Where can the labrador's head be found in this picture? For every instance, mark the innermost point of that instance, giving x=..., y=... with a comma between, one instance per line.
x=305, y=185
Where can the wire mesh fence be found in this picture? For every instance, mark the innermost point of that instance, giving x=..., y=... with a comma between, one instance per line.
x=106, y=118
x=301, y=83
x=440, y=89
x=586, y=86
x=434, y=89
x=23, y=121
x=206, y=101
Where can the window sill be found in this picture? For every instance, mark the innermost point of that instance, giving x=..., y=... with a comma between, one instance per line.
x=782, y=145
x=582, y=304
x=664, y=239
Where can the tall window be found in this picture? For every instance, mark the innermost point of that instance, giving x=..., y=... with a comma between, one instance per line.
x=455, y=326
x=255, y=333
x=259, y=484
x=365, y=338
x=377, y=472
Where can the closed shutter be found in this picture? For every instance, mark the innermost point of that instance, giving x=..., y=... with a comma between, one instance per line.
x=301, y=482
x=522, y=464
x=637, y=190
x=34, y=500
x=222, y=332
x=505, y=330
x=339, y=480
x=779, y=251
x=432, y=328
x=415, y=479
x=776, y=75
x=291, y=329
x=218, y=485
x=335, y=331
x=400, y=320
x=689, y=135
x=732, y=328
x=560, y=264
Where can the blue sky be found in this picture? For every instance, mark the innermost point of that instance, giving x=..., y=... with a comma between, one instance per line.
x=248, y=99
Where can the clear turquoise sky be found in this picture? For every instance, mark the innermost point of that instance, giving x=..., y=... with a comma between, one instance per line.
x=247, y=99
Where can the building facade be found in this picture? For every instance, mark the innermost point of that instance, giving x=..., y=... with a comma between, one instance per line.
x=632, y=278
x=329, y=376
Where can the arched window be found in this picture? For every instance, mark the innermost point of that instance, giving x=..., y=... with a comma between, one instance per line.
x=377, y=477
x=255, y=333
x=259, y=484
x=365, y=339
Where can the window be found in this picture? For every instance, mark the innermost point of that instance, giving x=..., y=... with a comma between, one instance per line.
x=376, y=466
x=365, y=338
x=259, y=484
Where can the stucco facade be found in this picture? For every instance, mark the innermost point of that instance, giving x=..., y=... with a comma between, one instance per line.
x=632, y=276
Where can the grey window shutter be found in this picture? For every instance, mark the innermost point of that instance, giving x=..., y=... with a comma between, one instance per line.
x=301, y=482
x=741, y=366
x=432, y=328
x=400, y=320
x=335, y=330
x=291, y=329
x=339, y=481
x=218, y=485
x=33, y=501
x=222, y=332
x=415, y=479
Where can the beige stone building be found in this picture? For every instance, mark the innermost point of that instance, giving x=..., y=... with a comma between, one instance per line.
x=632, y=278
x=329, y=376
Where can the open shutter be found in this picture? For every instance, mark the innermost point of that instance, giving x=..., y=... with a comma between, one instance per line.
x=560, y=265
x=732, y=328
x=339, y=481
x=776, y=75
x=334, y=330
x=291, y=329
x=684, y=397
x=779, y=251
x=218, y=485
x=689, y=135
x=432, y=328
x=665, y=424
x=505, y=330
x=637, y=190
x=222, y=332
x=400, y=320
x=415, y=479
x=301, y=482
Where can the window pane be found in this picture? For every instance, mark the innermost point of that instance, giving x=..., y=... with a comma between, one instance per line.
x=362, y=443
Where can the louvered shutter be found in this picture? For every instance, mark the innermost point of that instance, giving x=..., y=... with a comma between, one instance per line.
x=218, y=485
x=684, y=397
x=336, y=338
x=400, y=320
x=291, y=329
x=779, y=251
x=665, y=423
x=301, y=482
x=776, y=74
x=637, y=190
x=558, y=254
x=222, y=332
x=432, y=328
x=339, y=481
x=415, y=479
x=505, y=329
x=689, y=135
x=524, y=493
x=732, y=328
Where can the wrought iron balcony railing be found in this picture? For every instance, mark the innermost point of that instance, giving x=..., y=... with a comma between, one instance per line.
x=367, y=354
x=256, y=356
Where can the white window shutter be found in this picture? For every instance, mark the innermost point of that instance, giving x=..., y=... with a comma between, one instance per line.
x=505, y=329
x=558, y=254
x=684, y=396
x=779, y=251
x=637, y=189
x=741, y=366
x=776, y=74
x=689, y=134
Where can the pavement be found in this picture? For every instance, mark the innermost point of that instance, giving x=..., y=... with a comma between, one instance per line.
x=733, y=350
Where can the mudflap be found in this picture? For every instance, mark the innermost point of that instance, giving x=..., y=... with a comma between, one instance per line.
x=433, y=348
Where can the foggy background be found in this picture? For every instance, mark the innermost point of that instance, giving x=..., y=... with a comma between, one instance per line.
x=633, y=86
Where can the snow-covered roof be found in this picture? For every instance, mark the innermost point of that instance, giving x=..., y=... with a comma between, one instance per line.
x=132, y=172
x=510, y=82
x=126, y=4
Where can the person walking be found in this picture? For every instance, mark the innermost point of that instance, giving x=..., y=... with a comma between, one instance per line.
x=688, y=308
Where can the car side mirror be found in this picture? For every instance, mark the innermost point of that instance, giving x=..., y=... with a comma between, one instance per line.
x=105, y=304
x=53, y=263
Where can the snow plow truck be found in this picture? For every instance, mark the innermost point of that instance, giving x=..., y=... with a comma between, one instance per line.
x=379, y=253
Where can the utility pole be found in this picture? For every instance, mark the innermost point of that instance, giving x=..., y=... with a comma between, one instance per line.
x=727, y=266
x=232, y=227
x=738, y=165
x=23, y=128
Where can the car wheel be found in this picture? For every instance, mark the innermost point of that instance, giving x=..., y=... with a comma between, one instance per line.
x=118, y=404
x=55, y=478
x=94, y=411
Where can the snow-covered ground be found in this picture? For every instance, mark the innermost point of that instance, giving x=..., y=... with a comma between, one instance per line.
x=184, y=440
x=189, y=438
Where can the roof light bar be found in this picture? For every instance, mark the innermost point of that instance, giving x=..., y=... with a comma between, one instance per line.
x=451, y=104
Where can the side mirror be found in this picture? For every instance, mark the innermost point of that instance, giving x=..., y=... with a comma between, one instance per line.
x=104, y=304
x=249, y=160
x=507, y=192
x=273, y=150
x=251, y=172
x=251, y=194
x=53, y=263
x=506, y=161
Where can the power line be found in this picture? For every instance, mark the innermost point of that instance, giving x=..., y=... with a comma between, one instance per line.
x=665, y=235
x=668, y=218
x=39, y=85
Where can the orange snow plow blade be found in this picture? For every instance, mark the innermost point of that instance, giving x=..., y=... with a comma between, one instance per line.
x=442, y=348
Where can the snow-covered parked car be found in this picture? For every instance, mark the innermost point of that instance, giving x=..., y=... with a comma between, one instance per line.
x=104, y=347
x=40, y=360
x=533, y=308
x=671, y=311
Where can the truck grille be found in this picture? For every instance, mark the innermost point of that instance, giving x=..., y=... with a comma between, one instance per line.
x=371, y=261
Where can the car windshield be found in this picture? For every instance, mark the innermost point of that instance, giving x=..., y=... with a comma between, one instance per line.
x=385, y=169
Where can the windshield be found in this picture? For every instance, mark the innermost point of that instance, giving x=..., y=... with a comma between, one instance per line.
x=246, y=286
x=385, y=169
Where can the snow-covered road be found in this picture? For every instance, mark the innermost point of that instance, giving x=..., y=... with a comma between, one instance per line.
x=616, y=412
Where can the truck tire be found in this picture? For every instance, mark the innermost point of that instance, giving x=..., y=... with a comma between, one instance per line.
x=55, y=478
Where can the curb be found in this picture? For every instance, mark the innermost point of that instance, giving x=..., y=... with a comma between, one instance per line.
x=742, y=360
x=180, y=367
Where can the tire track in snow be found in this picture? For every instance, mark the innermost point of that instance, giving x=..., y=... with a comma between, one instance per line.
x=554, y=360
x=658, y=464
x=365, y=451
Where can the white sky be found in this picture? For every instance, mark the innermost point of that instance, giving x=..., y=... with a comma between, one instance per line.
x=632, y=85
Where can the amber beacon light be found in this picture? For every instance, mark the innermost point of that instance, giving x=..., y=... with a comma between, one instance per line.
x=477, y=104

About this task. Everything from the line that contains "Where can the white sky" through the final line of the listing is to be restated word for word, and nothing more.

Solution for this task.
Where can the white sky be found in this picture? For every instance, mark the innermost point of that instance, giving x=..., y=... with a comma between, one instance per line.
x=632, y=85
Where can the amber beacon light be found in this picture? For every instance, mark the innermost point of that instance, giving x=..., y=... with a comma between, one instance per line.
x=477, y=104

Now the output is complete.